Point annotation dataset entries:

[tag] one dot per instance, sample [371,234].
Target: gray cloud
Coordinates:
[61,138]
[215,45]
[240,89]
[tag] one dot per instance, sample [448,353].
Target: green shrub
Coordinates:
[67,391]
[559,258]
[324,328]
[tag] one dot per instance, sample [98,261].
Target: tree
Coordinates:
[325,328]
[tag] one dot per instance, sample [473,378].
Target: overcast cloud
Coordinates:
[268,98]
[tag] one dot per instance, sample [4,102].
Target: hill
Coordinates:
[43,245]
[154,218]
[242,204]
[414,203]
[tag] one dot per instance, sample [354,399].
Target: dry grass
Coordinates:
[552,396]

### EXERCISE REQUIREMENTS
Copy out all of the lines above word for word, with nothing changed.

### FINISHED ANSWER
[tag] one dot per instance, sample [371,234].
Target: gray cloud
Coordinates:
[61,138]
[215,45]
[240,89]
[tag] one dot per instance, sample [448,353].
Target: green shrub
Coordinates:
[67,391]
[559,258]
[324,328]
[tag] one dot per instance, sample [98,261].
Target: tree
Coordinates:
[325,328]
[tag] one dot per instance, sample [473,378].
Target: overcast cloud
Coordinates:
[268,98]
[tag] one dot per instance, sample [4,102].
Target: hill
Coordinates:
[43,245]
[154,218]
[242,204]
[414,203]
[tag] one dot per instance, sample [354,399].
Target: dry grass
Coordinates:
[552,396]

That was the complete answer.